_WHAT IS ASKED:_
Using the records below, copy out exactly the line that contains "compact form (50,191)." and every line that follows it, up to and including the last, and no others.

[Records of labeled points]
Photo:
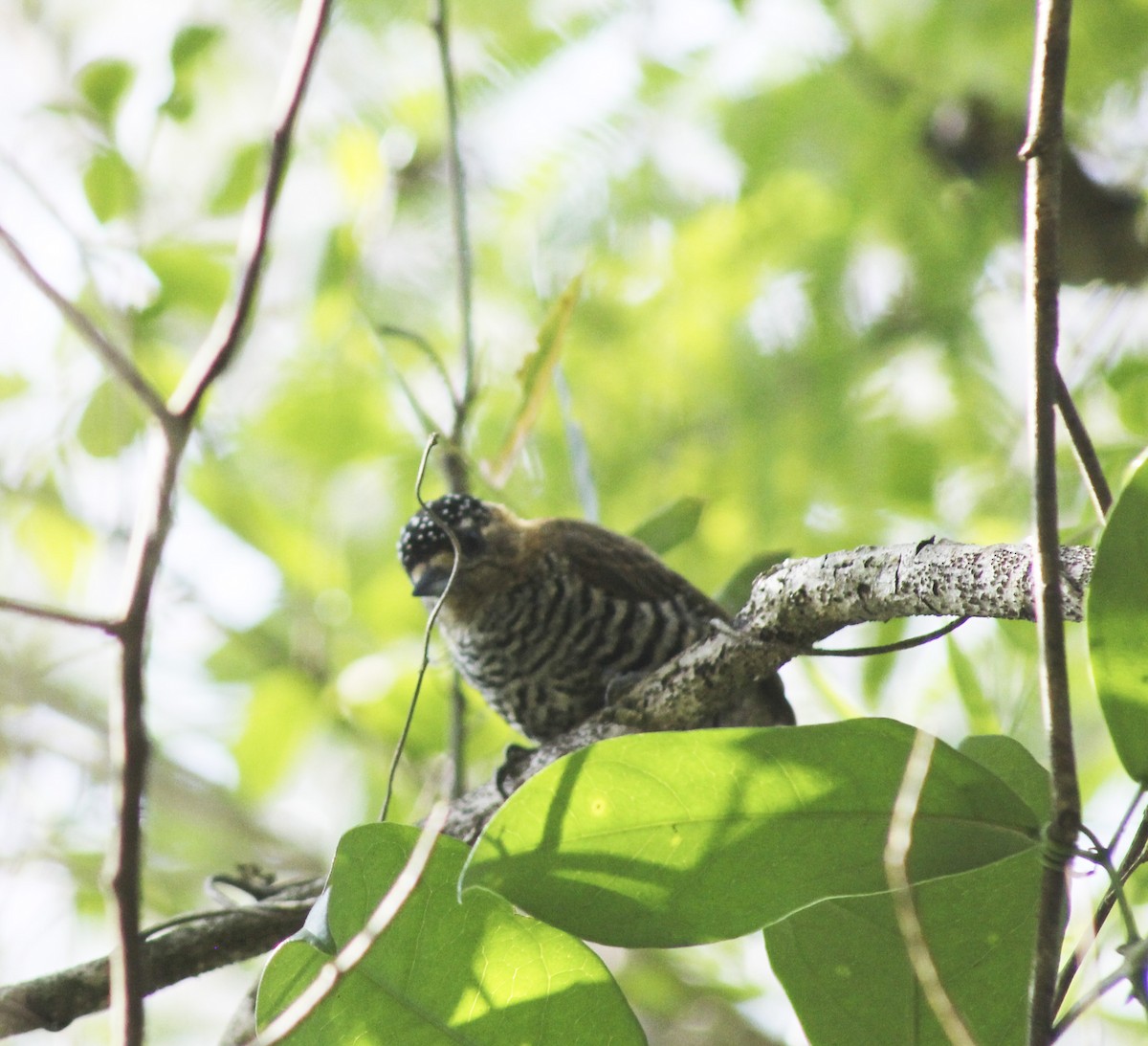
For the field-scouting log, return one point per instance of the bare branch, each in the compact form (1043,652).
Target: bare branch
(798,603)
(1085,452)
(61,616)
(228,333)
(454,463)
(1043,151)
(118,361)
(222,938)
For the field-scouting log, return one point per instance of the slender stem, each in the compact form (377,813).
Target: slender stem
(356,949)
(129,739)
(1043,155)
(61,616)
(453,461)
(118,361)
(1132,857)
(1085,452)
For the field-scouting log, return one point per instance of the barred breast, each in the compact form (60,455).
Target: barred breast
(545,653)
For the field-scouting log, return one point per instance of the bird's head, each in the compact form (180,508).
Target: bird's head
(488,538)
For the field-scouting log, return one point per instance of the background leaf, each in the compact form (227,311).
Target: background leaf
(1117,615)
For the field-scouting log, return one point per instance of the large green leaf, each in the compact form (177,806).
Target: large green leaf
(681,838)
(844,965)
(446,970)
(1117,615)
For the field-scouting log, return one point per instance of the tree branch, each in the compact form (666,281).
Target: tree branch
(454,460)
(1043,154)
(118,361)
(227,335)
(798,603)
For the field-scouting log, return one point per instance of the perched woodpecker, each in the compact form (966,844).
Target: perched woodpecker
(545,615)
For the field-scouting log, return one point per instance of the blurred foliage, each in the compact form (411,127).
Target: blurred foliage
(798,325)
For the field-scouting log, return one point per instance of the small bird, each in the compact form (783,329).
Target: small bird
(548,618)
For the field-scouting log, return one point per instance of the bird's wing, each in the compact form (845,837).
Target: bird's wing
(621,567)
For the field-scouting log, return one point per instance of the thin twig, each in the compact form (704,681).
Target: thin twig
(61,616)
(453,463)
(426,634)
(896,854)
(229,329)
(1102,857)
(355,951)
(118,361)
(129,739)
(911,643)
(1086,453)
(1134,966)
(1132,857)
(1043,154)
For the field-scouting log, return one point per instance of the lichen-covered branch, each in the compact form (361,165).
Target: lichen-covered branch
(797,604)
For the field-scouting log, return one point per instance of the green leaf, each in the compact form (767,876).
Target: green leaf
(103,84)
(1015,765)
(982,714)
(281,716)
(11,386)
(446,970)
(240,179)
(192,277)
(110,421)
(666,839)
(844,965)
(671,526)
(110,185)
(192,42)
(1117,618)
(190,46)
(57,544)
(535,373)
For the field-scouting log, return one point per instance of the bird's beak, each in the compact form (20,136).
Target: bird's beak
(430,581)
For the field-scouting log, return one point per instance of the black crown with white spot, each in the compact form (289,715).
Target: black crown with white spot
(423,538)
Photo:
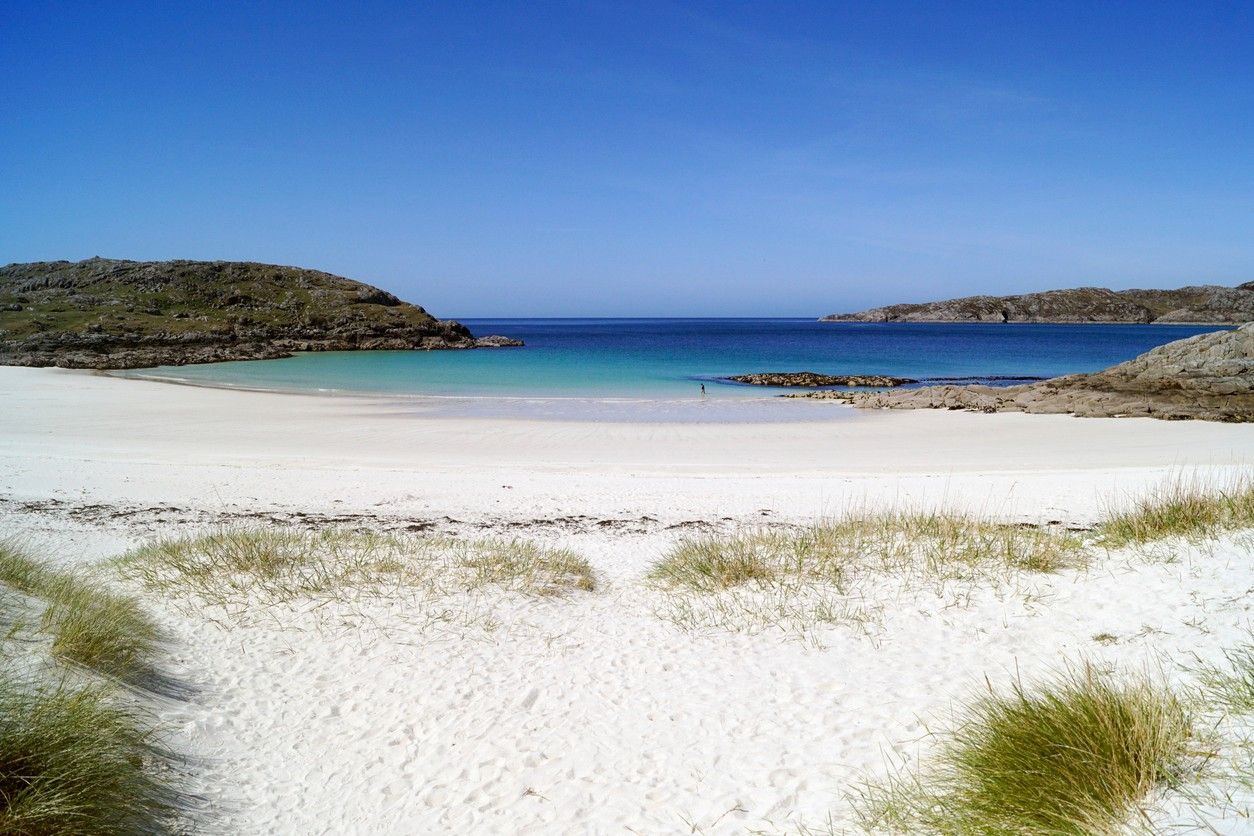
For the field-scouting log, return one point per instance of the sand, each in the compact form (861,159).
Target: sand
(597,712)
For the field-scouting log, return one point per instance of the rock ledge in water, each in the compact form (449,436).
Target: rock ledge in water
(1208,377)
(814,379)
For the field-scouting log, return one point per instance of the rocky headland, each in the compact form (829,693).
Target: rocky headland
(814,379)
(1205,303)
(110,313)
(1209,377)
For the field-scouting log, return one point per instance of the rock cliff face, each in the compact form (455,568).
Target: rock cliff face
(108,313)
(1209,376)
(1206,303)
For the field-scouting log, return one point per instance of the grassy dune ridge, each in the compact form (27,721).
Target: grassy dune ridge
(78,753)
(272,565)
(1071,755)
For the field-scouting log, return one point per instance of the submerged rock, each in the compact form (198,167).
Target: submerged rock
(815,379)
(1209,377)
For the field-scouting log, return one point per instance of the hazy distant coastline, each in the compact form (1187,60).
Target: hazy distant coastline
(1198,305)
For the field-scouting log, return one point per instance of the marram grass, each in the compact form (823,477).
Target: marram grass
(88,624)
(275,565)
(931,547)
(74,761)
(1180,509)
(1075,755)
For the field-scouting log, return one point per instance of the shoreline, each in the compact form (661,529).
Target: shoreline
(497,712)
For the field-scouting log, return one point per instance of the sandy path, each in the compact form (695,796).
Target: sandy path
(593,713)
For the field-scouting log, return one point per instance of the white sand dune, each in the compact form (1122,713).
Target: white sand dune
(595,713)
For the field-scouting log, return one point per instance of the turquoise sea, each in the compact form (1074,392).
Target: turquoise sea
(655,367)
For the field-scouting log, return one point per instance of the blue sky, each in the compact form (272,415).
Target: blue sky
(640,158)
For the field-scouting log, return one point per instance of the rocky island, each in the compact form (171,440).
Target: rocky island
(1205,303)
(813,379)
(112,313)
(1209,376)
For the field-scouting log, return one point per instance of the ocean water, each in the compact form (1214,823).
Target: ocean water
(633,369)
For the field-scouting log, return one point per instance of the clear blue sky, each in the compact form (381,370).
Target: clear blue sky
(640,158)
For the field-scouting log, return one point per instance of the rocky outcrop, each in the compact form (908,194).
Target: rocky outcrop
(1206,303)
(1209,376)
(814,379)
(108,313)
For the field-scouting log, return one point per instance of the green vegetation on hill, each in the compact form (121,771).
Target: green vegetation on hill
(107,313)
(1208,303)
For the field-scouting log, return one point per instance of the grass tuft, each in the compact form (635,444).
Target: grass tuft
(1075,755)
(88,623)
(74,761)
(936,547)
(1180,509)
(268,565)
(1232,687)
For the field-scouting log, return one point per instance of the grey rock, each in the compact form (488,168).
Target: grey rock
(1209,377)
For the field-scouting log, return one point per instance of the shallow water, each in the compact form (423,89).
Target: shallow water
(653,369)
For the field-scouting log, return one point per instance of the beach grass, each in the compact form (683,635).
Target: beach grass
(74,760)
(1180,508)
(276,565)
(88,623)
(1076,753)
(1232,686)
(926,545)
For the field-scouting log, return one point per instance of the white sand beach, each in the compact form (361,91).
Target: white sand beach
(597,712)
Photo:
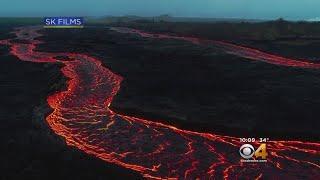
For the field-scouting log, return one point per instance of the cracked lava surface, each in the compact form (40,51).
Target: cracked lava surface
(82,116)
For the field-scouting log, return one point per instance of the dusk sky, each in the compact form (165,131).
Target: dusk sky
(250,9)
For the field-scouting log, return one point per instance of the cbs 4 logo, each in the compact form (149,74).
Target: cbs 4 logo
(247,151)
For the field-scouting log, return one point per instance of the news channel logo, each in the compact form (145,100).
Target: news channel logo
(249,154)
(63,22)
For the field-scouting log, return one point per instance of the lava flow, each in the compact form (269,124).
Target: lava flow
(82,116)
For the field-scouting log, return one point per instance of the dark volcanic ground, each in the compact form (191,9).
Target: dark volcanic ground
(201,88)
(30,150)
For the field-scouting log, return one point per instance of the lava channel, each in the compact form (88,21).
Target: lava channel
(82,116)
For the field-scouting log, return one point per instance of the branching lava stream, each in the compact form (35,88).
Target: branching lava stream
(82,116)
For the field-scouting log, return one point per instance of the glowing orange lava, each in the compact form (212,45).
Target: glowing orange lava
(82,116)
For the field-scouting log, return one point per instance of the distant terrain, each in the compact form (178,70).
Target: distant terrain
(191,87)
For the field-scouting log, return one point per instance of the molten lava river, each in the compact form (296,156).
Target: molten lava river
(82,116)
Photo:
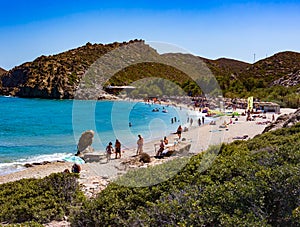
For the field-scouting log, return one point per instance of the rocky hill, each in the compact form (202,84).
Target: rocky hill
(2,71)
(59,76)
(284,121)
(55,76)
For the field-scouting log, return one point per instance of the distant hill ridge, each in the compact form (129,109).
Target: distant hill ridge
(57,76)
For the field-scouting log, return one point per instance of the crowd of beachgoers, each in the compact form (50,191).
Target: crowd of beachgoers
(94,176)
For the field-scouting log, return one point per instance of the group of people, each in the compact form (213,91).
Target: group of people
(117,148)
(162,146)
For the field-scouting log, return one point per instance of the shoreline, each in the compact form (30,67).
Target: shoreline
(201,137)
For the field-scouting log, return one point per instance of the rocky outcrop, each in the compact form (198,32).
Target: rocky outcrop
(54,76)
(284,121)
(85,142)
(292,79)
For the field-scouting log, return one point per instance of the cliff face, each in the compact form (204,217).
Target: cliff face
(55,76)
(284,121)
(58,76)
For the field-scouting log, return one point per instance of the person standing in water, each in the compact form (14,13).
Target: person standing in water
(179,131)
(109,151)
(140,144)
(118,148)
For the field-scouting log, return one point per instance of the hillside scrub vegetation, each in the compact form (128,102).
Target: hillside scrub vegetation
(251,183)
(39,200)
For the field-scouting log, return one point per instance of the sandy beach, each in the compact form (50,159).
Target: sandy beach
(96,175)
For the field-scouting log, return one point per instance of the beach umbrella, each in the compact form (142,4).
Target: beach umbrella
(74,159)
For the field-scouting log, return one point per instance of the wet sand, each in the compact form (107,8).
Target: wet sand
(95,175)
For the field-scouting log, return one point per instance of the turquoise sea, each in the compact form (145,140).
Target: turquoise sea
(36,130)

_SOLVED PROBLEM:_
For the field-scouting log, return one point per instance of the crowd of beachgoers, each in the compact form (50,191).
Target: crowd of beachgoers
(94,176)
For the field-scouting log, return one point per instance of the group of people, each in the compact form (213,91).
Target: group of people
(117,148)
(162,146)
For the field-scouting log, return one point per instance of the shoreline, each in the compact form (30,67).
Target: shoreline
(201,137)
For the field-scouting log, return one point per instance of the rocky outcrop, each in the compact form (198,32).
Target: rocky outcrop
(54,76)
(284,121)
(85,142)
(292,79)
For the field-scouting log, return one point per instance of the cliff face, each in the compact form (204,217).
Target: cliff face
(55,76)
(284,121)
(58,76)
For the field-scouting log, return one point per instance of the person standing in water, each in the compact form (14,13).
Target: person standing in water
(179,131)
(109,151)
(140,144)
(118,148)
For the field-scouting log, return one point per instance of the hillside scrub vegetation, each in the compact form (128,102).
Target: hillside scrub vegetation
(251,183)
(39,200)
For the field-scouting log, return one point per instance of the sandy beach, each in the compact form (50,159).
Target: sandy beach
(96,175)
For the field-scouting log, return one point per instance of the beach umbrella, each in the compact form (142,4).
Target: beach umbrella
(74,159)
For the field-scouting log, return one point per instance of the wet sand, each in the compact form (107,8).
Target: wet sand
(95,175)
For the field-scouting log, return one point per instance of the turquoise sea, each in the compact form (145,140).
Target: turquoise sea
(36,130)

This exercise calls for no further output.